▶ [Schriftliche Aufgabe 1]
Beantworte drei Fragen zum Forumsbeitrag über die Geburt von Janine Steegers Sohn:
(a) Wie groß und wie schwer ist das Kind?
(b) Wer übernimmt während Steegers Auszeit ihre Vertretung bei „Explosiv“?
(c) Wem wünscht BlueLynne alles Gute?
━━━ Textauszug
# RTL-Moderatorin Janine Steeger: Das Baby ist da!



## Mandalorianer (12 Juli 2011)

*RTL-Moderatorin Janine Steeger: Das Baby ist da!
​*
RTL-Moderatorin Janine Steeger (34) ist Mama geworden! Sie und ihr Lebensgefährte freuen sich über ihren ersten Sohn, der heute in Köln das Licht der Welt erblickte. Der kleine Wonneproppen ist 55 Zentimeter groß und 3960 Gramm schwer. Wie der Sohnemann heißt, ist noch nicht bekannt.

„Das ist ein unbeschreibliches Gefühl, sein Kind schließlich in den Armen zu halten. Ich bin froh, dass es geschafft ist und alles so gut verlaufen ist. Jetzt werden wir uns erst einmal in Ruhe kennenlernen“, so die frischgebackene Mutter.

Dafür nimmt sich die glückliche Mama auch eine Auszeit von „Explosiv“. Nazan Eckes (35) und Alexander Doletschek (30) werden ihre Kollegin vertreten, bis sie im Herbst wieder auf die Bildschirme zurückkehrt.

*Wir gratulieren zum Nachwuchs und wünschen 
der kleinen Familie alles Gute!

Gruss vom Gollum *


----------



## BlueLynne (12 Juli 2011)

toll, alles Gute für den Nachwuchs und die Mutter


----------
━━━━━━
━━━ Eingaben zur Aufgabe
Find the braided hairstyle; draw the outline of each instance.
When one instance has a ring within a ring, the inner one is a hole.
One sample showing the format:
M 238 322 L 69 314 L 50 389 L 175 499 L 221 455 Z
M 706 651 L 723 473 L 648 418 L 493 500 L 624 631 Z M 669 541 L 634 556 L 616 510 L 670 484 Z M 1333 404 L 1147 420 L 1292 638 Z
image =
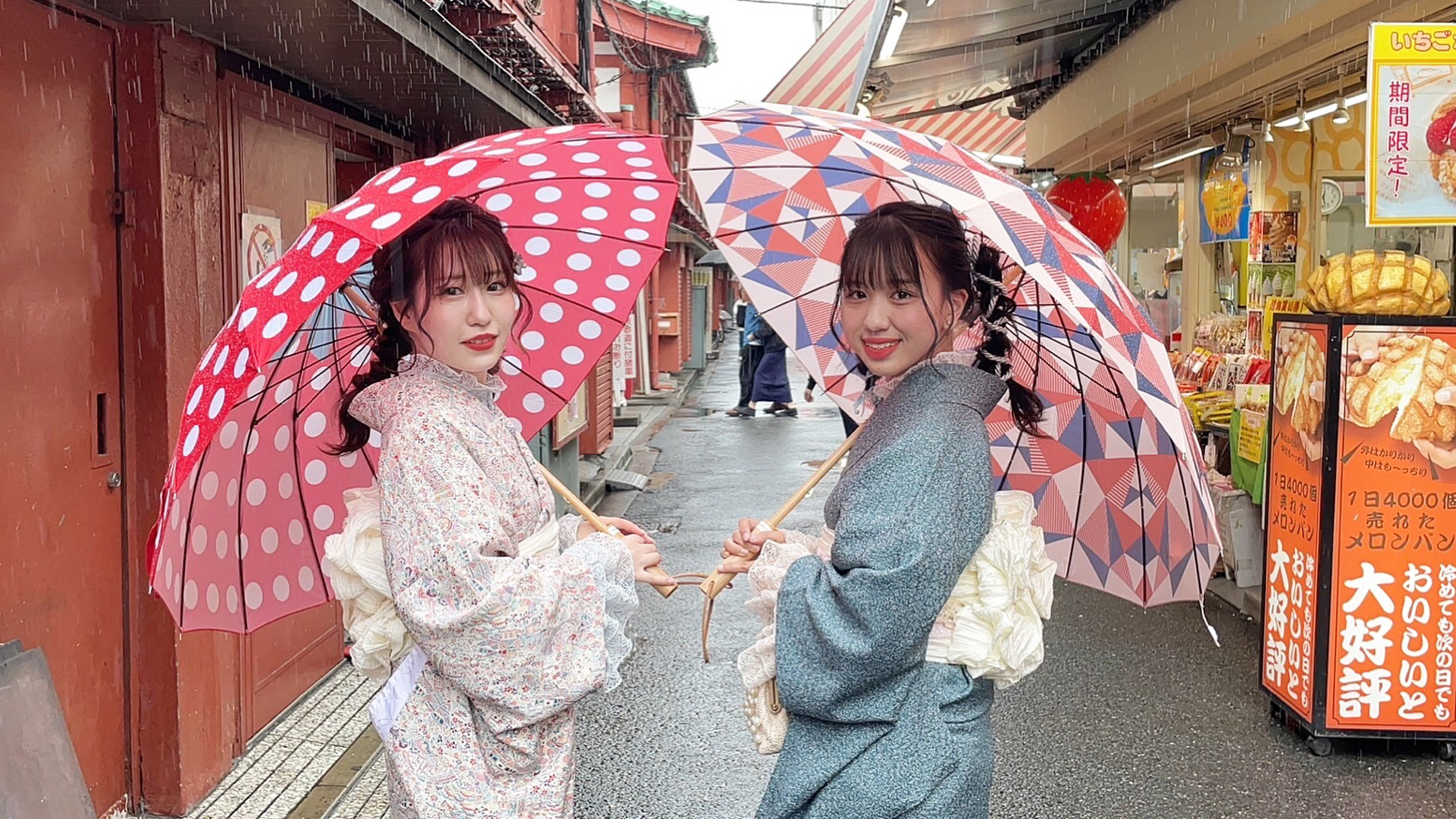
━━━━━━
▶ [Schriftliche Aufgabe 2]
Übertrage die gesamte Auflistung aus Block 1 oben Zeile für Zeile unverändert und lass das Bild dabei weg.

▶ [Ergebnis 1]
(a) Das Kind ist 55 Zentimeter groß und 3960 Gramm schwer.
(b) Nazan Eckes und Alexander Doletschek übernehmen die Vertretung.
(c) BlueLynne wünscht dem Nachwuchs und der Mutter alles Gute.

▶ [Ergebnis 2]
Find the braided hairstyle; draw the outline of each instance.
When one instance has a ring within a ring, the inner one is a hole.
One sample showing the format:
M 238 322 L 69 314 L 50 389 L 175 499 L 221 455 Z
M 706 651 L 723 473 L 648 418 L 493 500 L 624 631 Z M 669 541 L 634 556 L 616 510 L 670 484 Z M 1333 404 L 1147 420 L 1292 638 Z
image =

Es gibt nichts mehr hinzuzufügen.